- SR 15; primary in red, unsigned in green

Route information
- Maintained by TDOT
- Length: 261.64 mi (421.07 km)
- Existed: October 1, 1923–present

Major junctions
- West end: SR 14 in Memphis
- US 70 / US 79 in Bartlett; I-40 in Lakeland; I-269 in Eads; US 45 in Selmer; US 641 in Clifton Junction; US 43 in Lawrenceburg; US 31 in Pulaski; I-65 in Frankewing; SR 50 / US 231 / US 431 in Fayetteville; I-24 / US 64 in Monteagle;
- East end: US 41 / US 41A in Monteagle

Location
- Country: United States
- State: Tennessee
- Counties: Shelby, Fayette, Hardeman, McNairy, Hardin, Wayne, Lawrence, Giles, Lincoln, Franklin, Marion, Grundy

Highway system
- Tennessee State Routes; Interstate; US; State;
| ← SR 14 |  | → SR 16 |

= Tennessee State Route 15 =

Highway in Tennessee

State Route 15 (SR 15) is a west-east route from Memphis to Monteagle. For much of its route, it has an unsigned concurrency with U.S. Route 64 (US 64). SR 15 does travel through the southern part of all three Grand Divisions of the state: West Tennessee, Middle Tennessee, and East Tennessee.

==Route description==

===Shelby County===

SR 15 begins as a secondary highway in Shelby County in Northern Memphis at an interchange with SR 14 (Austin Peay Highway). It proceeds east to Bartlett and intersects US 70/US 79/US 64/SR 1, where it becomes the unsigned companion route of US 64 and becomes a primary highway. US 64/SR 15 then intersect SR 177 just before they have an interchange with I-40 (Exit 18) in Lakeland. They then go east and pass just north of Lenow before having an interchange with I-269 (Winfield Dunn Parkway/Memphis Outer Beltway) (Exit 15), in Eads. Less than 1/2 mi away, they intersect with SR 205 before crossing into Fayette County.

===Fayette County===

US 64/SR 15 then passes through Hickory Withe and has a junction with SR 196. They then enter Oakland and have an intersection with SR 194, before continuing east. They continue through rural farmland, passing by Glengary Lake. US 64/SR 15 then enter Somerville and have an intersection with SR 76 in downtown. They then pass through Laconia, where they cross over the Loosahatchie River, before crossing into Hardeman County.

===Hardeman County===

They then enter Whiteville, where US 64 Business (US 64 Bus) begins and goes east through downtown while US 64/SR 15 follow a new bypass to the south. It also junctions with SR 179. They then meet up with the other end of US 64 Bus and go east to have an intersection with SR 100, before US 64/SR 15 leave Whitville and continue southeast. They then enter Bolivar and become concurrent with SR 18. They then enter downtown and have a junction with SR 125, with SR 18 splitting off and going north along that highway. US 64/SR 15 then leave Bolivar and continue east. They then go through some wooded areas, where they cross the Hatchie River, and pass through Hornsby before crossing into McNairy County.

- DATA:
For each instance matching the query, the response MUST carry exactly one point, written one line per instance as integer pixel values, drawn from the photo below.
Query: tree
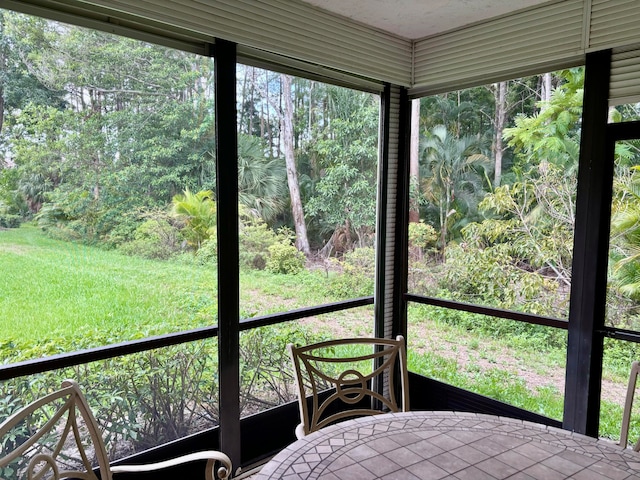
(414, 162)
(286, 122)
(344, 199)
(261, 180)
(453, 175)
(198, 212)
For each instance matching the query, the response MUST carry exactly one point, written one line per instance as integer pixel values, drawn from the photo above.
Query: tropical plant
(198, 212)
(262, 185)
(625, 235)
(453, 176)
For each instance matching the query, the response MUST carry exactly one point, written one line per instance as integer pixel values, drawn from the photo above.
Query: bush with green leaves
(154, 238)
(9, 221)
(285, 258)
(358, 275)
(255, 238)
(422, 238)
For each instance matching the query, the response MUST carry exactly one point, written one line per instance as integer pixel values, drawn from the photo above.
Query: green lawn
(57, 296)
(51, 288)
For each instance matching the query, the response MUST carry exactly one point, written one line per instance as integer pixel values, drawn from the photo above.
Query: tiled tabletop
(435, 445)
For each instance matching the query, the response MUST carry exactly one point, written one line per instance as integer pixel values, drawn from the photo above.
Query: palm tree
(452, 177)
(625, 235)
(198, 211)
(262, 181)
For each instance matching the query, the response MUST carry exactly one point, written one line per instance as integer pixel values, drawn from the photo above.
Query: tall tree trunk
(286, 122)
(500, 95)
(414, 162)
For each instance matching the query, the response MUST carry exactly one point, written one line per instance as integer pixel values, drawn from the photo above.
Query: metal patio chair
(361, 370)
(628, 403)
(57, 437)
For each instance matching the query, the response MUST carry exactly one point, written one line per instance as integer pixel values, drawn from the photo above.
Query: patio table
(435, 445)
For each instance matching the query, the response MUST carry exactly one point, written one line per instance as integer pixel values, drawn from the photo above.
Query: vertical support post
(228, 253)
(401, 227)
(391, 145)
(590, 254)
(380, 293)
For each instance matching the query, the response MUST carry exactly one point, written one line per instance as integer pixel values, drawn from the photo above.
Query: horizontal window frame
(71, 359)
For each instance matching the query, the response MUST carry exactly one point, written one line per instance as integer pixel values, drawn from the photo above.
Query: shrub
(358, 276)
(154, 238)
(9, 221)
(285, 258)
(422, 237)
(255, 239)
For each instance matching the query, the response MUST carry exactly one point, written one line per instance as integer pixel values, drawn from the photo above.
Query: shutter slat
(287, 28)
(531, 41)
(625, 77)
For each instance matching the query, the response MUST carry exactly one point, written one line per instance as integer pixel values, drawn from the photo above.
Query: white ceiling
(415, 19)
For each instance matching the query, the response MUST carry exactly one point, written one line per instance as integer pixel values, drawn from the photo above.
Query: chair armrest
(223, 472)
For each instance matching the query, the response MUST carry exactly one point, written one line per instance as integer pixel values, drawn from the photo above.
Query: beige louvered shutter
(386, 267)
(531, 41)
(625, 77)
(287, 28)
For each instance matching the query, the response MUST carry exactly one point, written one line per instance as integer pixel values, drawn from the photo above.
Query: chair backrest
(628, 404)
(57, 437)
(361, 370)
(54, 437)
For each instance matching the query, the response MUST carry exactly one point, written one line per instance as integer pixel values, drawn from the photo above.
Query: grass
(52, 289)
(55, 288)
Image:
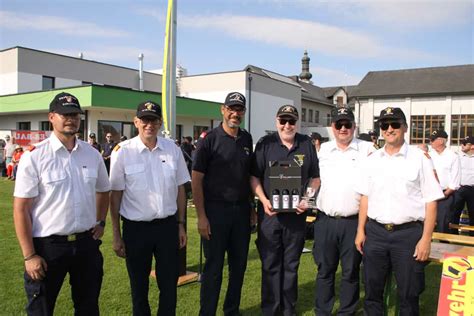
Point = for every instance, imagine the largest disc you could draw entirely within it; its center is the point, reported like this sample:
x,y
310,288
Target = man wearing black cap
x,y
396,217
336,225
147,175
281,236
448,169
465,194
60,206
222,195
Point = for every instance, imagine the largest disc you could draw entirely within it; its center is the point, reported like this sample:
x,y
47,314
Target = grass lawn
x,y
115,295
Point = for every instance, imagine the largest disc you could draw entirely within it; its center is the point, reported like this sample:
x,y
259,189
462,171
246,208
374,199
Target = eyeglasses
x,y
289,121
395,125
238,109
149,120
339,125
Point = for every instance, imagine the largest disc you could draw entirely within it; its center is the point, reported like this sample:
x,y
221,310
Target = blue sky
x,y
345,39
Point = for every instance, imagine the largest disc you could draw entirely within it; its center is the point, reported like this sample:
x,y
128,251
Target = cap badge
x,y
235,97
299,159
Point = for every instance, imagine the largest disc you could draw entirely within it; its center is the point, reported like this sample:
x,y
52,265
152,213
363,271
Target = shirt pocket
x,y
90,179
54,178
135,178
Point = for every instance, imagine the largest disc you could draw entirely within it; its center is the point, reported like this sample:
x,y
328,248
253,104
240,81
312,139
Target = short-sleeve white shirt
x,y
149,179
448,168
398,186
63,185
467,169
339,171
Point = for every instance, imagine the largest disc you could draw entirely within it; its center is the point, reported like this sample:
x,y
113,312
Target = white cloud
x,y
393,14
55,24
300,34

- TASK STATEMENT:
Quote the stretch from "They then enter Whiteville, where" through "into McNairy County." in the State Route 15 article. None of the items matter here.

- FULL RESPONSE:
They then enter Whiteville, where US 64 Business (US 64 Bus) begins and goes east through downtown while US 64/SR 15 follow a new bypass to the south. It also junctions with SR 179. They then meet up with the other end of US 64 Bus and go east to have an intersection with SR 100, before US 64/SR 15 leave Whitville and continue southeast. They then enter Bolivar and become concurrent with SR 18. They then enter downtown and have a junction with SR 125, with SR 18 splitting off and going north along that highway. US 64/SR 15 then leave Bolivar and continue east. They then go through some wooded areas, where they cross the Hatchie River, and pass through Hornsby before crossing into McNairy County.